Instructions for the task:
Set down the data below without change, skipping the pictures it holds.

Working data:
__________________________________________________

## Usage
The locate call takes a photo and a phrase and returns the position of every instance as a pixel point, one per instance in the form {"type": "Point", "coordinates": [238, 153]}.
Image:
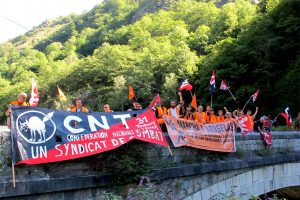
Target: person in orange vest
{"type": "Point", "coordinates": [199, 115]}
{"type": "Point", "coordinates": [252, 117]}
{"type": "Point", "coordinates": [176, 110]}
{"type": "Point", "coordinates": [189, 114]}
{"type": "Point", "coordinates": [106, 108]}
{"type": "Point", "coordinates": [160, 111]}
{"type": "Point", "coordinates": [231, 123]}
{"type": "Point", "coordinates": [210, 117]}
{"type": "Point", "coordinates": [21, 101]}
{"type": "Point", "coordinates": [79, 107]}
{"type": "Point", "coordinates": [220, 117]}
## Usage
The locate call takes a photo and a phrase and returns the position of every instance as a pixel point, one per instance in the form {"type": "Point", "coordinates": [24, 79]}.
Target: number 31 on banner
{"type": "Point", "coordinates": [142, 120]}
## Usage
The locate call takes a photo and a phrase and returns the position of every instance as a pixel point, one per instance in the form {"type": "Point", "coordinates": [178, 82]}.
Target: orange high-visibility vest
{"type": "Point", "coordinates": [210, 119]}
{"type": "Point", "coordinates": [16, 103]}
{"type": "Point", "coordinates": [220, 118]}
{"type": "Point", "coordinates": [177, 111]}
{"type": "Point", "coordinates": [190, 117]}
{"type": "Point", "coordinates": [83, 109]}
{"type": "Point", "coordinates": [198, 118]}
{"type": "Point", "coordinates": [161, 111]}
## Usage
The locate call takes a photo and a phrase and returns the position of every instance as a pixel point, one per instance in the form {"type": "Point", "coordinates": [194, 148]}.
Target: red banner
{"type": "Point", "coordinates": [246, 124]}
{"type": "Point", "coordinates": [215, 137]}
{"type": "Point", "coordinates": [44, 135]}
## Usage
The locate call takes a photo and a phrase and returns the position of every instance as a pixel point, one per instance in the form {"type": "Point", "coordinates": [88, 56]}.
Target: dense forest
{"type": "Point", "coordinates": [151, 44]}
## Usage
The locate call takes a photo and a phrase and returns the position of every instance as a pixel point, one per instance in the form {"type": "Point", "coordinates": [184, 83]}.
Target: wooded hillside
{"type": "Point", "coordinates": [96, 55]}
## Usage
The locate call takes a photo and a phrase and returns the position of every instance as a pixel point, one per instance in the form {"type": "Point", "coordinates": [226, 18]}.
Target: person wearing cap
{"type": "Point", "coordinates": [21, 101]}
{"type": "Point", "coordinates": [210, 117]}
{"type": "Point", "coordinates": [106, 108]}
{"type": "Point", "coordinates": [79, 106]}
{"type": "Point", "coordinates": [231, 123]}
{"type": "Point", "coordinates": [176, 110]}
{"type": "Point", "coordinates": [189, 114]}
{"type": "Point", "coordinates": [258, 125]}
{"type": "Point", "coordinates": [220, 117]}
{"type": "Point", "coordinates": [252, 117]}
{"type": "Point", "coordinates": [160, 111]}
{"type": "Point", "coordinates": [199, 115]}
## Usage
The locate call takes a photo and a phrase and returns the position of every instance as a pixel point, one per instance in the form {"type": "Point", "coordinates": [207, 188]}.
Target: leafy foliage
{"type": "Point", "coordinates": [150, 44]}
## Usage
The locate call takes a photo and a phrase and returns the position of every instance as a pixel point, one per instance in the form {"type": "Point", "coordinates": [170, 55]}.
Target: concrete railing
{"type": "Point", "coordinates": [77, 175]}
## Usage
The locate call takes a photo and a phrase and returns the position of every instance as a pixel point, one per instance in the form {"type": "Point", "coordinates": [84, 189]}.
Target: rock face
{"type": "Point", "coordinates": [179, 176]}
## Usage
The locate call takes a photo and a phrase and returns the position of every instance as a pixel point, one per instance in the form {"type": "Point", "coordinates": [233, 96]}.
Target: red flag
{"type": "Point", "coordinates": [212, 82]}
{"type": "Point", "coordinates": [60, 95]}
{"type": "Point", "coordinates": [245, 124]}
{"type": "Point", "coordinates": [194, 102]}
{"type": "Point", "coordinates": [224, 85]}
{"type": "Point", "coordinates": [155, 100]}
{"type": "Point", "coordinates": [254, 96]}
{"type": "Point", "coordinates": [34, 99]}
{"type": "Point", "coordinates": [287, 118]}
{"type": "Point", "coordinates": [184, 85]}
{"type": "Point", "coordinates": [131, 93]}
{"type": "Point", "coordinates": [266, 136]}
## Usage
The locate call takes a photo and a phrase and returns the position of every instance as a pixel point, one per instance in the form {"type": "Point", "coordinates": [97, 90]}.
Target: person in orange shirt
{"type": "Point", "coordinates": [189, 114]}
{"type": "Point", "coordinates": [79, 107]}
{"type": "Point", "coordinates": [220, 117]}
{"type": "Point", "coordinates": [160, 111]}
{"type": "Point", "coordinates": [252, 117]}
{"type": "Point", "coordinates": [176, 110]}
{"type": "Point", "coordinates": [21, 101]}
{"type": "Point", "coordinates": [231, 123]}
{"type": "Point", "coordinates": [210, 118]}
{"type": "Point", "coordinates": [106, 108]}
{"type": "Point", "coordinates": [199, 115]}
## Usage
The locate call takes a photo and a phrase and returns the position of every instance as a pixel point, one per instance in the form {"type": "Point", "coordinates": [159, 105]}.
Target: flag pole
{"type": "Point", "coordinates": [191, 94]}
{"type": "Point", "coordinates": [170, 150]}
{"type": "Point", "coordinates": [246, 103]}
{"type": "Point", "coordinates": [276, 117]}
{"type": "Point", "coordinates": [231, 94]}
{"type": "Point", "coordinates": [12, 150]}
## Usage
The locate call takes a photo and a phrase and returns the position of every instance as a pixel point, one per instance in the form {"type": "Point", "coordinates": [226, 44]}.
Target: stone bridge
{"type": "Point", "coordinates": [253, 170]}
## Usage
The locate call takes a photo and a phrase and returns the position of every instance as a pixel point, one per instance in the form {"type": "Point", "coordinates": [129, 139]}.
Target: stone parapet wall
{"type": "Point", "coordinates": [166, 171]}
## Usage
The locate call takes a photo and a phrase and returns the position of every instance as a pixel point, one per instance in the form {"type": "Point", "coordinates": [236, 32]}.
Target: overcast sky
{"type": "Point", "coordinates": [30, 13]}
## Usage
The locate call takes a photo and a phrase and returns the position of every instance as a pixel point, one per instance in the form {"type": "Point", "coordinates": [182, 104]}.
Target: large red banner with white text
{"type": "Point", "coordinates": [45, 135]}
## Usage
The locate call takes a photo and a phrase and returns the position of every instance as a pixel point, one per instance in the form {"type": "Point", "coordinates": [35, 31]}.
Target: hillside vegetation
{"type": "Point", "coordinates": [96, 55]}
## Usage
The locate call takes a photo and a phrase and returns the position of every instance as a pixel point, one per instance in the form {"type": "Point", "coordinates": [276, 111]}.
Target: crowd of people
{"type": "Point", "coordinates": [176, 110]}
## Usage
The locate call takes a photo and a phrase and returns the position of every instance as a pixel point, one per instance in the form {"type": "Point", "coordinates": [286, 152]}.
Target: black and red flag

__________________________________________________

Result for this exercise:
## Usage
The locate call takes a photo and a phrase and returns the position of every instance as a pixel point, one per instance in the form {"type": "Point", "coordinates": [238, 153]}.
Image:
Target: person in orange vest
{"type": "Point", "coordinates": [199, 115]}
{"type": "Point", "coordinates": [252, 117]}
{"type": "Point", "coordinates": [176, 110]}
{"type": "Point", "coordinates": [189, 114]}
{"type": "Point", "coordinates": [106, 108]}
{"type": "Point", "coordinates": [160, 111]}
{"type": "Point", "coordinates": [231, 123]}
{"type": "Point", "coordinates": [210, 117]}
{"type": "Point", "coordinates": [21, 101]}
{"type": "Point", "coordinates": [79, 107]}
{"type": "Point", "coordinates": [220, 117]}
## Usage
The locate call takes a photo and a phrase and returns the position of every instance as a pixel point, one per instance in the form {"type": "Point", "coordinates": [24, 79]}.
Target: number 31 on banner
{"type": "Point", "coordinates": [142, 120]}
## Usage
The locate call takes a photo and a phrase and returns the position of every instance as a pixel point, one per instance in the form {"type": "Point", "coordinates": [178, 82]}.
Target: orange high-visibility vest
{"type": "Point", "coordinates": [210, 119]}
{"type": "Point", "coordinates": [16, 103]}
{"type": "Point", "coordinates": [220, 118]}
{"type": "Point", "coordinates": [177, 111]}
{"type": "Point", "coordinates": [190, 117]}
{"type": "Point", "coordinates": [83, 109]}
{"type": "Point", "coordinates": [198, 118]}
{"type": "Point", "coordinates": [161, 111]}
## Usage
The locate call takes a photo and a phrase and returns the position of every instance as a pixel point, one per instance in the form {"type": "Point", "coordinates": [194, 148]}.
Target: red banner
{"type": "Point", "coordinates": [246, 124]}
{"type": "Point", "coordinates": [215, 137]}
{"type": "Point", "coordinates": [44, 135]}
## Usage
The locate call takes a photo and a phrase and returns the position of every instance as a pixel point, one per instance in the form {"type": "Point", "coordinates": [88, 56]}.
Target: dense forest
{"type": "Point", "coordinates": [151, 44]}
## Usage
The locate call takes a photo and a phrase and returns the position of every instance as a pixel point, one per instance in the form {"type": "Point", "coordinates": [184, 83]}.
Target: wooded hillside
{"type": "Point", "coordinates": [96, 55]}
## Usage
The locate call takes a photo and a phrase and returns the position of every instance as a pixel point, one per instance in the form {"type": "Point", "coordinates": [226, 18]}.
Target: person wearing cap
{"type": "Point", "coordinates": [21, 101]}
{"type": "Point", "coordinates": [210, 117]}
{"type": "Point", "coordinates": [106, 108]}
{"type": "Point", "coordinates": [79, 106]}
{"type": "Point", "coordinates": [231, 123]}
{"type": "Point", "coordinates": [176, 110]}
{"type": "Point", "coordinates": [189, 114]}
{"type": "Point", "coordinates": [258, 125]}
{"type": "Point", "coordinates": [220, 117]}
{"type": "Point", "coordinates": [252, 117]}
{"type": "Point", "coordinates": [160, 111]}
{"type": "Point", "coordinates": [199, 115]}
## Usage
The locate call takes a photo and a phrase and returns the position of every instance as a pixel point, one per instance in the form {"type": "Point", "coordinates": [207, 188]}.
Target: leafy foliage
{"type": "Point", "coordinates": [150, 44]}
## Usage
The locate call takes a photo and a phrase and returns the position of every instance as a pixel point, one per instance in the form {"type": "Point", "coordinates": [170, 55]}.
Target: concrete railing
{"type": "Point", "coordinates": [77, 175]}
## Usage
The locate call takes a photo and a phrase and returns the position of every instance as a pixel point, one per instance in the form {"type": "Point", "coordinates": [84, 189]}.
Target: rock face
{"type": "Point", "coordinates": [179, 176]}
## Usage
The locate call takes a photo and a phrase and returns the position of every instance as a pixel point, one per instance in the form {"type": "Point", "coordinates": [233, 96]}.
Target: red flag
{"type": "Point", "coordinates": [212, 82]}
{"type": "Point", "coordinates": [60, 95]}
{"type": "Point", "coordinates": [245, 124]}
{"type": "Point", "coordinates": [194, 102]}
{"type": "Point", "coordinates": [224, 85]}
{"type": "Point", "coordinates": [155, 100]}
{"type": "Point", "coordinates": [254, 96]}
{"type": "Point", "coordinates": [34, 99]}
{"type": "Point", "coordinates": [287, 118]}
{"type": "Point", "coordinates": [184, 85]}
{"type": "Point", "coordinates": [131, 93]}
{"type": "Point", "coordinates": [266, 136]}
## Usage
The locate call takes a photo and a phrase and returns the position of every instance as a pixel point, one per instance in the form {"type": "Point", "coordinates": [97, 90]}.
Target: person in orange shirt
{"type": "Point", "coordinates": [189, 114]}
{"type": "Point", "coordinates": [79, 107]}
{"type": "Point", "coordinates": [220, 117]}
{"type": "Point", "coordinates": [160, 111]}
{"type": "Point", "coordinates": [252, 117]}
{"type": "Point", "coordinates": [176, 110]}
{"type": "Point", "coordinates": [21, 101]}
{"type": "Point", "coordinates": [231, 123]}
{"type": "Point", "coordinates": [210, 118]}
{"type": "Point", "coordinates": [106, 108]}
{"type": "Point", "coordinates": [199, 115]}
## Usage
The locate call takes a photo and a phrase and returns the position of every instance as a pixel point, one per instance in the form {"type": "Point", "coordinates": [159, 105]}.
Target: flag pole
{"type": "Point", "coordinates": [191, 94]}
{"type": "Point", "coordinates": [170, 150]}
{"type": "Point", "coordinates": [246, 103]}
{"type": "Point", "coordinates": [276, 117]}
{"type": "Point", "coordinates": [231, 94]}
{"type": "Point", "coordinates": [12, 150]}
## Usage
The locate call takes a photo and a phrase and returns the position of every instance as a pixel point, one per instance in the form {"type": "Point", "coordinates": [226, 44]}.
Target: stone bridge
{"type": "Point", "coordinates": [253, 170]}
## Usage
The locate call takes a photo and a phrase and returns the position of every instance as a pixel point, one per instance in the form {"type": "Point", "coordinates": [129, 139]}.
Target: stone parapet wall
{"type": "Point", "coordinates": [166, 171]}
## Usage
The locate call takes a photo and a phrase and returns the position of every instance as a pixel point, one per instance in the form {"type": "Point", "coordinates": [236, 32]}.
Target: overcast sky
{"type": "Point", "coordinates": [30, 13]}
## Usage
The locate call takes a photo and a phrase and returns the position of every instance as a pixel point, one per instance in the form {"type": "Point", "coordinates": [182, 104]}.
Target: large red banner with white text
{"type": "Point", "coordinates": [45, 135]}
## Usage
The locate call takes a photo and a phrase and returns the position of every instance as a pixel point, one per instance in the form {"type": "Point", "coordinates": [35, 31]}.
Target: hillside vegetation
{"type": "Point", "coordinates": [96, 55]}
## Usage
The locate call takes a photo and a phrase and returns the position of every instance as a pixel point, one per instance in the form {"type": "Point", "coordinates": [276, 111]}.
Target: crowd of people
{"type": "Point", "coordinates": [176, 110]}
## Usage
The locate call takes a photo and a phrase and returns the position of every instance as a pixel point, one per instance in the form {"type": "Point", "coordinates": [286, 152]}.
Target: black and red flag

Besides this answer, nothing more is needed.